▶ _TEXT_:
Yesterday I started a narrative about our experience with traveling to Thailand and our initial hospital experience. I digress a little from that today, because I've found so much of interest in the slice of life that we see occurring outside our hotel-room window and all around us.
A couple of days ago we noticed a raised garden area near the entrance to the hospital. This morning we saw that it was a worship center, and as we arrived the morning offering of incense was in progress. For us it was an unusual sight, and it made me consider how seriously I treat the worship part of my life.
Viewing life through our hotel room window is fascinating. We get to watch the water taxis on the canal that is next to our hotel. We have a construction site next door. There is always colorful traffic. We see street vendors, either passing by or set up to do business across the street. And today we got to watch a public works project.
The water taxi is a high speed vehicle that leaves a strong wake, and lots of water sloshing up the sides of the canal. It is a very popular form of transportation. In watching people enter and exit the boat, it appears to be a bit precarious, although the men who tie the boat to the dock are very sure-footed and make the transition look easy.
In Bangkok most private vehicles are white, silver, or tan. Occasionally there will be a red car or a dark green pickup or black SUV. However, the only routinely colorful vehicles are the taxis, which come in every bright color imaginable: hot pink, bright purple, orange, copper, red, royal blue, bright yellow, bright green, or yellow top with blue or green bottom. There is no mistaking a taxi for anything else, and the bright colors make them very easy to find. If you watch traffic at times like 1 AM, you will see that it consists almost solely of taxis, either regular or tuktuks. And today, while walking back to the hotel from the hospital, it was almost a case of "Grandma got run over by a tuktuk"! You take your life in your hands when you try to negotiate traffic as a pedestrian. It is very important to remain on full alert while crossing the street here.
The public works project was to put pump motors in the vertical orange cylinder and next to the lower pipe connection. They also built a wood cover for the large hole in the sidewalk, using handsaws to shape the wood. Unfortunately I didn't see how they used the most interesting of their tools: a long bamboo pole with a large wire basket on the end, that looked like a giant version of the cooking implement Asians use to fish food out of a wok, usually when deep-frying. The crane lowered the pump into the cylinder, and afterward lowered a man into the cylinder to finish connecting the pump. Perhaps the most interesting aspect of the project was the fact that all of the men working on it were wearing flip-flops! Not what Americans consider usual foot attire for that kind of work. (The footwear shows in photo #4, if you click on it to enlarge it.)

▶ _GIVEN MATERIAL_:
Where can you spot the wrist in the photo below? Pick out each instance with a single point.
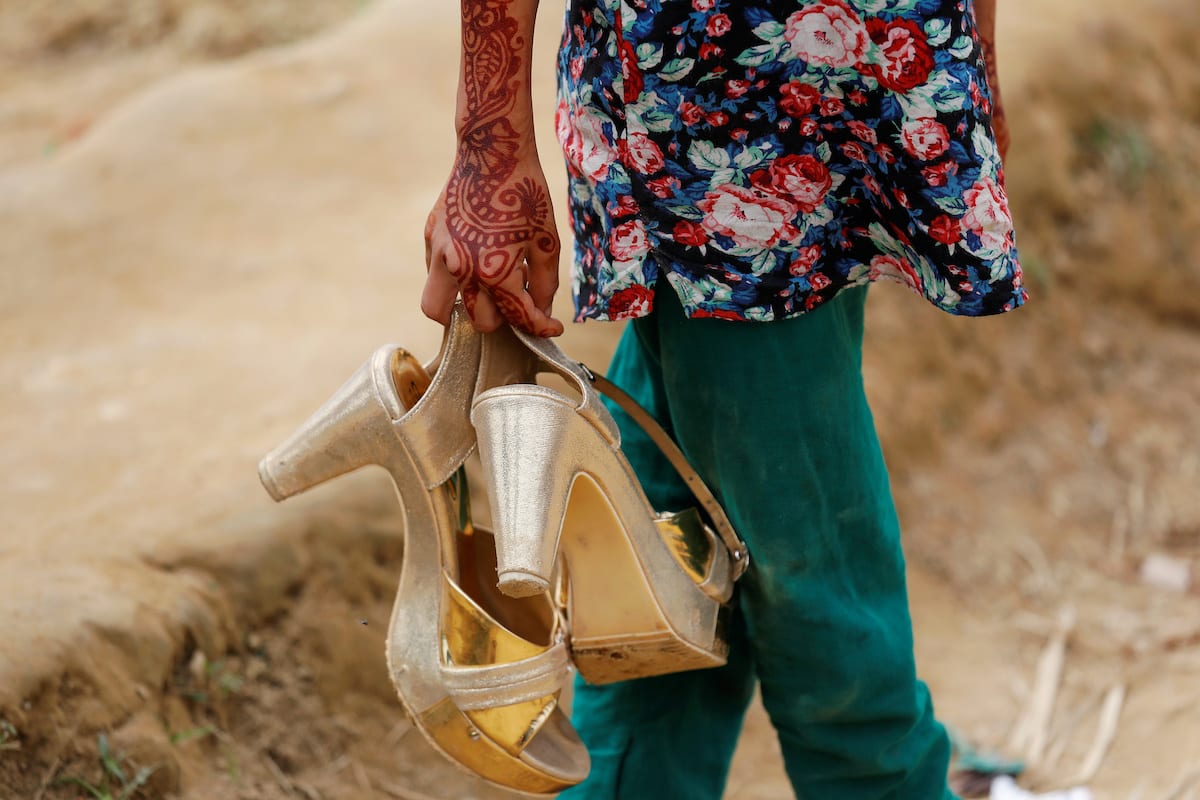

▶ _ACTIVITY A_:
Please substitute "waterway" for "canal" and give the Bangkok account from "Viewing life through" up to and including "transition look easy.".
▶ _ACTIVITY B_:
According to the Bangkok account, why are taxis easy to find?

▶ _ANSWER BOX A_:
Viewing life through our hotel room window is fascinating. We get to watch the water taxis on the waterway that is next to our hotel. We have a construction site next door. There is always colorful traffic. We see street vendors, either passing by or set up to do business across the street. And today we got to watch a public works project.
The water taxi is a high speed vehicle that leaves a strong wake, and lots of water sloshing up the sides of the waterway. It is a very popular form of transportation. In watching people enter and exit the boat, it appears to be a bit precarious, although the men who tie the boat to the dock are very sure-footed and make the transition look easy.

▶ _ANSWER BOX B_:
Most private vehicles in Bangkok are white, silver, or tan, but taxis come in every bright color imaginable. Their bright colors make them very easy to find.